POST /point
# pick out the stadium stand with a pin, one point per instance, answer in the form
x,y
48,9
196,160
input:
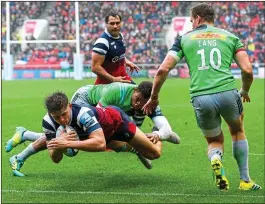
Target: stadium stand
x,y
143,23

#####

● PROMPT
One exact copy of the data is required, and it should hold no pictures.

● FINISHED TASK
POST /point
# pick out the stadium stand with a pin, one point per instance, answer in the form
x,y
48,9
196,160
input:
Target: stadium stand
x,y
143,23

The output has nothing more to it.